> Data to use:

▬▬▬▬▬▬▬▬▬▬

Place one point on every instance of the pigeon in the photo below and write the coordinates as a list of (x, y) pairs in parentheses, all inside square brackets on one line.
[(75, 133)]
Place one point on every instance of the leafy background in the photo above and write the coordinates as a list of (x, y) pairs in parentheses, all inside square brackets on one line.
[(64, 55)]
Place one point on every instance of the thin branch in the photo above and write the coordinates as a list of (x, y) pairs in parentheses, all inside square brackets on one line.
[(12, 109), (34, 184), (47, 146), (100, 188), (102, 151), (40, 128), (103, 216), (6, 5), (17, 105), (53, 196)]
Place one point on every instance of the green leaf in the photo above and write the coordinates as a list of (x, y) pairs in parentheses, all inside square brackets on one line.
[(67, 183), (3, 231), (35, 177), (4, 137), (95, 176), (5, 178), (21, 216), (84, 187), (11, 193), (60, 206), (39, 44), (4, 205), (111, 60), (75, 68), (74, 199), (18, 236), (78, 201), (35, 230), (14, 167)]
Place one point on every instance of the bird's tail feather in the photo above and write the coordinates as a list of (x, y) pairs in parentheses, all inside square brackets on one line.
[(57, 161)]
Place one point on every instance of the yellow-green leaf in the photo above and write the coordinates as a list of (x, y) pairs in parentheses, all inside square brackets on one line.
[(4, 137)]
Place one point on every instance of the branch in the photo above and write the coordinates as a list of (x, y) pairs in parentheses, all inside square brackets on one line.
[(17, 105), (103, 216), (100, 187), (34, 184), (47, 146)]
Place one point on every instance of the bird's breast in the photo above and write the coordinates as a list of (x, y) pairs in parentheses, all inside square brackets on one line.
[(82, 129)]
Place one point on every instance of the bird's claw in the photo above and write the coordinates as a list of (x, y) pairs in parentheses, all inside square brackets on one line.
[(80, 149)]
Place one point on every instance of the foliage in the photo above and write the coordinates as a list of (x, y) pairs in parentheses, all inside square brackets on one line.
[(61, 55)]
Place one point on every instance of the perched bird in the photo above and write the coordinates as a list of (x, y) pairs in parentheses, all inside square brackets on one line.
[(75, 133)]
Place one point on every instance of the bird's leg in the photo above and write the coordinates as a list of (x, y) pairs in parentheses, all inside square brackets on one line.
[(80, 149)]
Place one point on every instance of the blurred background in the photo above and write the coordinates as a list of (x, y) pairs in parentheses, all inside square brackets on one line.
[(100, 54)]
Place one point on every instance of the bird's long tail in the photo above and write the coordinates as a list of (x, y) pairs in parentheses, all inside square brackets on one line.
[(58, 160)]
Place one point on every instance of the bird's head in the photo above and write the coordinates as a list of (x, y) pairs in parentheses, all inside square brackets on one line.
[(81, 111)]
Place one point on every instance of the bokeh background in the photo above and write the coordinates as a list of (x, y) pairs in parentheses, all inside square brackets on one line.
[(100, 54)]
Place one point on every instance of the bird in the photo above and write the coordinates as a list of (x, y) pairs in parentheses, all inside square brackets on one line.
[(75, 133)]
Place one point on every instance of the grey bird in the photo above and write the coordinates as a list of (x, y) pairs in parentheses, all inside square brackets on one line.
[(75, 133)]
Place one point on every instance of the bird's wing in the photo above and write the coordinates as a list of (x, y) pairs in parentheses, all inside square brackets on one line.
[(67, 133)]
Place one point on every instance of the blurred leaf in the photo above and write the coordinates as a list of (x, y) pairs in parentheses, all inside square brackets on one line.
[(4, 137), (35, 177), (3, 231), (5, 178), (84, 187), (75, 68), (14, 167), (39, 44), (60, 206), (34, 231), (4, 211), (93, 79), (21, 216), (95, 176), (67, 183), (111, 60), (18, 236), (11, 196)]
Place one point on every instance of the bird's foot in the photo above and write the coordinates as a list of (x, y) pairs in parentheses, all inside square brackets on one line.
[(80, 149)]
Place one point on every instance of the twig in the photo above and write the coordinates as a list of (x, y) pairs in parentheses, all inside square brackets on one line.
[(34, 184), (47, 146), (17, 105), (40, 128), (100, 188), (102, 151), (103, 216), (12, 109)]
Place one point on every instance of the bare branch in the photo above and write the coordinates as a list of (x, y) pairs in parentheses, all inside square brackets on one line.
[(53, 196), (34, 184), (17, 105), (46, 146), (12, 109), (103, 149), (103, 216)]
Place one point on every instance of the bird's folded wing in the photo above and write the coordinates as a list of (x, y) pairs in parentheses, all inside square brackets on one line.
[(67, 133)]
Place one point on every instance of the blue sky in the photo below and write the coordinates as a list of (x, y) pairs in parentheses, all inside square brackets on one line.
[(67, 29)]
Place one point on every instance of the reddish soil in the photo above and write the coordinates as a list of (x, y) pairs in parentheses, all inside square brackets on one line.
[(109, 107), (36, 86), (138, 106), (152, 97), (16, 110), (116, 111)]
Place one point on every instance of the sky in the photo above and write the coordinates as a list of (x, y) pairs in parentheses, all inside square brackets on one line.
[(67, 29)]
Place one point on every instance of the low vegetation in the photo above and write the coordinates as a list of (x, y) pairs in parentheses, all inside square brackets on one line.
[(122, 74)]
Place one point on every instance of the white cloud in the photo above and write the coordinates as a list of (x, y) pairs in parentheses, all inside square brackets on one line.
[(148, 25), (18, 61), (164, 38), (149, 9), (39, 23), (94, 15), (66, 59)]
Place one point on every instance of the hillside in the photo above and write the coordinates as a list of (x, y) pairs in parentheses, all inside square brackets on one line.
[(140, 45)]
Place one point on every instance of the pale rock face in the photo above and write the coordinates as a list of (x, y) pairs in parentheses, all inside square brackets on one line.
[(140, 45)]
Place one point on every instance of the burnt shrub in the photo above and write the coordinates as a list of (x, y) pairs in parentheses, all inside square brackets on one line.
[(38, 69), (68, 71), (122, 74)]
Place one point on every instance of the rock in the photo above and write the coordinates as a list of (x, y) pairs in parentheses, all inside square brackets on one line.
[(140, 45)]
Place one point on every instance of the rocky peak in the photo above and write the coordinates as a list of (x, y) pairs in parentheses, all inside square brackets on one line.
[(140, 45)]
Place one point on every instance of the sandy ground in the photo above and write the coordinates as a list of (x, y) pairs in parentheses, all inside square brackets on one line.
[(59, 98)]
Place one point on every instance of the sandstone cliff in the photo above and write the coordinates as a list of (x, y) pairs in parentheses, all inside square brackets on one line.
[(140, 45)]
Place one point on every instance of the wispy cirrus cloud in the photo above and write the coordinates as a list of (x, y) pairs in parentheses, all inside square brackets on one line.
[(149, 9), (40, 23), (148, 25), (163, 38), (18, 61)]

▬▬▬▬▬▬▬▬▬▬

> Description of the task: Give again only the lines of the material above that run from the one with "Place one point on every instance of the burnt" through the end, both included, exactly as they appear.

> Exercise output:
Place one point on every instance of the burnt shrub in the photo above and write the coordinates as a list of (x, y) pairs in parentheses, all inside square brackets on one line.
[(38, 69), (68, 71), (122, 74)]
Place one point on every instance of the rock in the photo above and write the coordinates as a list of (x, y) pairs in parentheses, all inside square brackets on one line.
[(140, 45)]
Place one point on every instance of the rocky peak in the photo above and write the coordinates as a list of (x, y) pairs in parentheses, all inside square brackets on one line.
[(140, 45)]
Place one point on every instance of the sandy ground in the photo above and write the coordinates as a list of (x, y) pairs in parentheses, all inside square brackets on one line.
[(59, 98)]
Place one point on every instance of the sandstone cliff in the photo above and write the coordinates as a list of (x, y) pairs in parentheses, all inside square brackets on one line.
[(140, 45)]
Place one point on every instance of the wispy cirrus cloud in the photo above and write the coordinates as a list of (x, y) pairs in parentheses, all inside square brackets on one line.
[(149, 9), (40, 23), (148, 25), (163, 38), (18, 61)]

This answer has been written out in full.